------ Source excerpt
# PPM, Solids and bottled waters!



## xiuxiuejar (Jan 24, 2012)

So, after two weeks with my Expobar, I am now wondering what I ever did before her! And in my efforts to look after her I have swapped to bottled water after having carried out some water tests. These were the ppm results.

My tap water 640 ppm

Maxtra Filtered 384 ppm

Font Vella bottled 192 ppm

Aquarel Bottled 192 ppm

Viladrau bottled 128 ppm

So, needless to say, after these results, I obviously started using Valadrau since the first day- there is one other I want to try, Bezoya, rumoured to be as low as 26ppm, but I still have my doubts.

Thanks to Carajillo's patience, I understand the logic of solids etc but what level of ppm is acceptable? Also, could it be that despite having fewer solids, more is lime scale? I will obviously be descaling every 4-6 weeks but could I be doing more damage with the bottled water despite the lower ppm readings?


----------



## Glenn (Jun 14, 2008)

26 is too soft

I'd go for the Viladrau based on the figures, but is the taste (of the water) as good as the Aquarel or Font Vella?


----------



## xiuxiuejar (Jan 24, 2012)

I like the taste of Viladrau. Tap water here is awful and my skin complaints are elevated at different times of the year. Bezoya is what is recommended for making baby foods and milks here. It's also quite nice but I've never put it into a coffee machine. I just want to look after my machine properly. Should I be descaling more often than evey six weeks? My Gaggia, poor old girl, survived more than ten years of filtered water and not being descaled very often and is still going strong! Anyway, thanks for the response!
------------
Requests =>
1) In the bottled-water thread, what ppm reading did the poster's tap water give?
2) From the bottled-water thread, extract the passage starting with "Aquarel Bottled 192" and going on through "(Jun 14, 2008)".
3) Extend the bottled-water thread from its final sentence onward.
------ Supplied entries
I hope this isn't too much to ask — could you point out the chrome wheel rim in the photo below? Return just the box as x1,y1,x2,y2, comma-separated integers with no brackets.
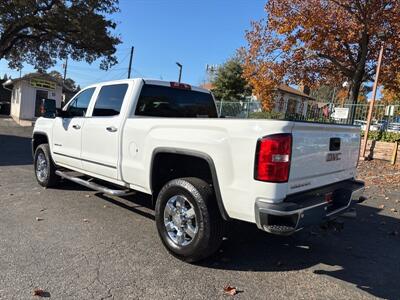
164,195,198,246
36,153,48,182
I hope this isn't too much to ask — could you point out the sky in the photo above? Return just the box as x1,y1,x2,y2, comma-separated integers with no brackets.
0,0,266,87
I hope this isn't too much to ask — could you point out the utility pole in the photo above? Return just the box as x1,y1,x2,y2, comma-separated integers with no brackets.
63,56,68,85
128,46,135,79
361,44,384,160
176,62,183,83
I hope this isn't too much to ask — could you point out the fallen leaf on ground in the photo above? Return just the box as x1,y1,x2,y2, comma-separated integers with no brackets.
224,285,237,296
33,289,46,297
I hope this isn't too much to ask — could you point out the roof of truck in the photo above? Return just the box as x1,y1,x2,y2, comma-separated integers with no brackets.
85,77,211,94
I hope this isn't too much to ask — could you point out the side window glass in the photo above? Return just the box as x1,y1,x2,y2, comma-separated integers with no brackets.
93,84,128,117
67,88,95,117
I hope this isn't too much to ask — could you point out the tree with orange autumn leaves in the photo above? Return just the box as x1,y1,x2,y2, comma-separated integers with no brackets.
244,0,400,110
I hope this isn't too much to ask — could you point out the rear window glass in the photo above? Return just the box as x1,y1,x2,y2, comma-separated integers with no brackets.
135,84,218,118
93,84,128,117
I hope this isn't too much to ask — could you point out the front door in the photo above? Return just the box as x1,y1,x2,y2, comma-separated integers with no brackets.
35,90,49,118
53,88,95,169
82,84,128,179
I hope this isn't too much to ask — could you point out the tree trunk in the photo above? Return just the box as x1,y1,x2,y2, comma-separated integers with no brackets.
349,78,362,125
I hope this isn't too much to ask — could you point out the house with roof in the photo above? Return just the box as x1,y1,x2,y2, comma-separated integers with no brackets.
201,82,318,118
273,84,318,117
3,73,63,124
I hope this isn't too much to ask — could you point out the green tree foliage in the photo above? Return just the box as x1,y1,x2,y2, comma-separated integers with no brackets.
212,57,251,101
0,0,121,70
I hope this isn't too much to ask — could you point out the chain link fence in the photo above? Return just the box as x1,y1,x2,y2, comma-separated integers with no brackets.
216,101,400,132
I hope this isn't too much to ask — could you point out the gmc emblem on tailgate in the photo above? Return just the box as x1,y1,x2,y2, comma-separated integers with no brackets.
326,153,342,161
------------
Outputs in order =>
1) 640 ppm

2)
Aquarel Bottled 192 ppm

Viladrau bottled 128 ppm

So, needless to say, after these results, I obviously started using Valadrau since the first day- there is one other I want to try, Bezoya, rumoured to be as low as 26ppm, but I still have my doubts.

Thanks to Carajillo's patience, I understand the logic of solids etc but what level of ppm is acceptable? Also, could it be that despite having fewer solids, more is lime scale? I will obviously be descaling every 4-6 weeks but could I be doing more damage with the bottled water despite the lower ppm readings?


----------



## Glenn (Jun 14, 2008)

3)
----------



## rmcgandara (Feb 12, 2013)

how did you measure this?


----------



## xiuxiuejar (Jan 24, 2012)

I have an EC meter.


----------



## big dan (Apr 11, 2012)

On reading another article Volvic came out as the best bottled water to use, as it balanced the correct PPM and calcium and other minerals etc.

See link here: http://londiniumespresso.com/blog/the-best-water-for-your-espresso-machine#.UoVpUtK-01g

Hope this helps! I presume you can get Volvic in Barcelona?


----------



## xiuxiuejar (Jan 24, 2012)

I live in Catalunya and I think Volvic may be a little expensive to export - apart from the fact we have some better water out here!


----------



## ronsil (Mar 8, 2012)

I found the best water for my Silvia whilst I was in Spain to be 'Spa'.

Bought it in 1.5L bottles. Not cheap but never had a problem with my machine. Nice taste as well.


----------



## big dan (Apr 11, 2012)

Ok well have a look at the link anyway because you can use their measurements to match a similar water that is readily available near you!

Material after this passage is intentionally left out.